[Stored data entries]
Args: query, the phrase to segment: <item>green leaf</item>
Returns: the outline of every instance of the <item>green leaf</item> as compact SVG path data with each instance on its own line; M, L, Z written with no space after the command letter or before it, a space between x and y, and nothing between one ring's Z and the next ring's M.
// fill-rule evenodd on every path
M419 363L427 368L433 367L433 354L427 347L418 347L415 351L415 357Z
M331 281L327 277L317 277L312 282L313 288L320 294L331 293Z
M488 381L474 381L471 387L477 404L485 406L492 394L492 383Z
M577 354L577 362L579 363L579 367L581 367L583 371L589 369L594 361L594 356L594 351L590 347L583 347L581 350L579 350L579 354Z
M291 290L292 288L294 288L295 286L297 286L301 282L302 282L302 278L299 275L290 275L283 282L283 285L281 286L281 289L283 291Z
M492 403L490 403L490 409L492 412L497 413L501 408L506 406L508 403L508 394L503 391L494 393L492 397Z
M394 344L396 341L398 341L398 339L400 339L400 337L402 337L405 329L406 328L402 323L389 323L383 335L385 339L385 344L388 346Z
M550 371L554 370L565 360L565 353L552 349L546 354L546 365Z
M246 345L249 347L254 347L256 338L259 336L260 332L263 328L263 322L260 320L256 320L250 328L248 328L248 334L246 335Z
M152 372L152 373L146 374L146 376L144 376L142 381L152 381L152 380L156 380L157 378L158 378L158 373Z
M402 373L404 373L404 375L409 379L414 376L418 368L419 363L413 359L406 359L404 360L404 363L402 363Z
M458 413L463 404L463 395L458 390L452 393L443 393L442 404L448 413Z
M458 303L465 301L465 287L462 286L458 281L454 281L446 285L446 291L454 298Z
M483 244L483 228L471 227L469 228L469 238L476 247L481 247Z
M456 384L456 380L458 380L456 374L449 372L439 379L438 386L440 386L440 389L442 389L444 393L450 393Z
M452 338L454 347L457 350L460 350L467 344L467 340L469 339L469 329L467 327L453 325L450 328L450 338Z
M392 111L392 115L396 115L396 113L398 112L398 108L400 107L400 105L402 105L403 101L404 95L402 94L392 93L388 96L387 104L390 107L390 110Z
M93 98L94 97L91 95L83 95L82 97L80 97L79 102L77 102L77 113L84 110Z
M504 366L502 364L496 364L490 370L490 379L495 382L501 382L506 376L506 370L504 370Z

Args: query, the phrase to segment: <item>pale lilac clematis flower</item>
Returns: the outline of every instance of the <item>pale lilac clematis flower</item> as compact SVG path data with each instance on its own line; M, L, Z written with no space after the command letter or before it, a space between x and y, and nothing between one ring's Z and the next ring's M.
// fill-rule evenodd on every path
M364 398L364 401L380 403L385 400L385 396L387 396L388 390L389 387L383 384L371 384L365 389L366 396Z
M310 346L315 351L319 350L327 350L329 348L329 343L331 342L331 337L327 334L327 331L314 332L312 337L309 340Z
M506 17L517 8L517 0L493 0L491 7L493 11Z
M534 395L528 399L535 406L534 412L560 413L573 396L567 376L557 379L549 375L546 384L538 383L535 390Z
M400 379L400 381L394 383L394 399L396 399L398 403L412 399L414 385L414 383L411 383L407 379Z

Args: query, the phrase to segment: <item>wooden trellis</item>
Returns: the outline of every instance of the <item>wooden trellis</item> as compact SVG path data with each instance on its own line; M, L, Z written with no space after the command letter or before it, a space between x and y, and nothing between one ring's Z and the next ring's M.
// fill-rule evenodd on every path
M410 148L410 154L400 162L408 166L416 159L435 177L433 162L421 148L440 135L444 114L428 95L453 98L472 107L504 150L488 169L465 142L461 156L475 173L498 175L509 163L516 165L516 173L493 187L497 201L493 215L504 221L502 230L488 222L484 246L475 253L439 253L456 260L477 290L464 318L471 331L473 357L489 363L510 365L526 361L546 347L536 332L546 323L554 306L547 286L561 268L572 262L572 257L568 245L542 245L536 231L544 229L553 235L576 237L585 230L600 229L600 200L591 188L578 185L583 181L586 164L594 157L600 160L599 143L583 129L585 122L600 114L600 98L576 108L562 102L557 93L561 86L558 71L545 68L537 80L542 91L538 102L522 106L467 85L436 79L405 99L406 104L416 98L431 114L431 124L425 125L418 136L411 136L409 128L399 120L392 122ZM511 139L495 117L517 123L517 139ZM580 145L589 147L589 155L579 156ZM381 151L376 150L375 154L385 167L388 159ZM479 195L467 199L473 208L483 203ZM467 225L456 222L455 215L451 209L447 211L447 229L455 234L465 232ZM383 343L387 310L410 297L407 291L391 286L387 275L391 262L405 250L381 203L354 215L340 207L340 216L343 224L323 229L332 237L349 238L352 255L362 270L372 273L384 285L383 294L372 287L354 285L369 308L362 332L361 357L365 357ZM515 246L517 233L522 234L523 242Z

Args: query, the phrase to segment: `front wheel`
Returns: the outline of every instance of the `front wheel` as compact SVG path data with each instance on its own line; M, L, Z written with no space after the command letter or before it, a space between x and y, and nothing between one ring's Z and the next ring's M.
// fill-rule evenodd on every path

§ **What you should do**: Would you retype all of the lines shown above, exactly as given?

§ **Response area**:
Args: query, the phrase to segment: <item>green leaf</item>
Returns: the outline of every instance of the <item>green leaf</item> as compact SVG path data with each instance on its own line; M, L, Z written with no space after the command letter or before it, a space between x and y, and nothing between one ring's Z and the next ring's M.
// fill-rule evenodd on every path
M419 363L427 368L433 367L433 354L427 347L418 347L415 351L415 357Z
M331 281L327 277L317 277L312 282L313 288L320 294L331 293Z
M488 381L474 381L471 387L477 404L485 406L492 394L492 383Z
M577 354L577 362L579 363L579 367L581 367L583 371L589 369L594 361L594 356L594 351L590 347L583 347L581 350L579 350L579 354Z
M291 290L292 288L294 288L295 286L297 286L301 282L302 282L302 278L299 275L290 275L283 282L283 285L281 286L281 289L283 291Z
M492 403L490 403L490 409L492 412L497 413L501 408L506 406L508 403L508 394L503 391L494 393L492 397Z
M394 344L396 341L398 341L398 339L400 339L400 337L402 337L405 329L406 328L402 323L389 323L383 335L385 339L385 344L388 346Z
M550 371L554 370L565 360L565 353L552 349L546 354L546 365Z
M246 345L249 347L254 347L256 338L259 336L260 332L263 328L263 322L260 320L256 320L250 328L248 328L248 334L246 335Z
M152 372L152 373L146 374L146 376L144 376L142 381L152 381L152 380L156 380L157 378L158 378L158 373Z
M402 373L404 373L404 375L409 379L414 376L418 368L419 363L413 359L406 359L404 360L404 363L402 363Z
M458 413L463 404L463 395L458 390L452 393L443 393L442 404L448 413Z
M458 303L465 301L465 287L462 286L458 281L454 281L446 285L446 291L454 298Z
M483 244L483 228L471 227L469 228L469 238L476 247L481 247Z
M456 384L456 380L458 380L456 374L449 372L439 379L438 386L440 386L440 389L442 389L444 393L450 393Z
M452 338L454 347L457 350L460 350L467 344L467 340L469 339L469 329L467 327L453 325L450 328L450 338Z
M392 111L392 115L396 115L396 113L398 112L398 108L400 107L400 105L402 105L403 101L404 95L402 94L392 93L388 96L387 104L390 107L390 110Z
M93 98L94 97L91 95L83 95L82 97L80 97L79 102L77 102L77 113L84 110Z
M504 366L502 364L496 364L490 370L490 379L495 382L501 382L506 376L506 370L504 370Z

Args: query, the phrase to segment: <item>pale lilac clematis flower</item>
Returns: the outline of every instance of the <item>pale lilac clematis flower</item> as compact SVG path data with each instance on its own line; M, L, Z written with no space after the command letter or before it, a space between x and y, and nothing between one ring's Z and the next ring's M.
// fill-rule evenodd on every path
M364 398L364 401L380 403L385 400L385 396L387 396L388 390L389 387L383 384L371 384L365 389L366 396Z
M310 346L315 351L319 350L327 350L329 348L329 343L331 342L331 337L327 334L327 331L314 332L312 337L309 340Z
M506 17L517 8L517 0L493 0L491 7L493 11Z
M534 395L528 399L535 406L534 412L560 413L573 396L567 376L557 379L549 375L546 384L538 383L535 390Z
M400 379L400 381L394 383L394 399L396 399L398 403L412 399L414 385L414 383L411 383L407 379Z

Args: query, the phrase to segment: <item>wooden trellis</item>
Returns: the outline of every instance of the <item>wooden trellis</item> as compact SVG path data with each instance on its own line; M, L, Z written with no space after the command letter or before it, a space between x and y, and nothing between one ring's Z and the next ring's M.
// fill-rule evenodd on every path
M410 148L410 154L400 162L408 166L416 159L435 177L433 162L421 148L440 135L444 114L428 95L453 98L472 107L504 150L488 169L465 142L461 156L475 173L498 175L509 163L516 165L516 173L493 187L497 201L493 215L504 221L502 230L488 222L484 246L475 253L439 253L456 260L477 290L464 318L471 331L473 357L489 363L510 365L526 361L546 347L536 332L546 323L554 306L547 286L561 268L572 262L572 257L568 245L542 245L536 231L544 229L553 235L576 237L585 230L600 229L600 200L591 188L578 185L583 181L586 164L594 157L600 160L599 143L583 129L585 122L600 114L600 98L576 108L562 102L557 93L561 86L558 71L545 68L537 80L542 91L538 102L522 106L467 85L436 79L405 99L406 104L416 98L431 114L431 124L425 125L418 136L411 136L409 128L399 120L392 122ZM511 139L495 117L517 123L517 139ZM580 145L589 147L589 155L579 156ZM381 151L376 150L375 154L385 167L388 159ZM479 195L467 199L473 208L483 203ZM467 225L456 222L455 215L451 209L447 211L447 229L455 234L465 232ZM383 343L387 310L410 297L407 291L391 286L387 275L391 262L405 250L381 203L354 215L340 207L340 216L343 224L323 229L332 237L349 238L352 255L362 270L372 273L384 285L383 294L372 287L354 285L369 308L362 332L361 357L365 357ZM515 246L517 233L522 234L523 242Z

Args: query, the phrase to segment: `front wheel`
Returns: the outline of every instance of the `front wheel` as compact SVG path data with each instance on its own line; M, L, Z written with no space after the command letter or before it, a space between x and y, and nothing between one ring's Z and the next ring's M.
// fill-rule evenodd on every path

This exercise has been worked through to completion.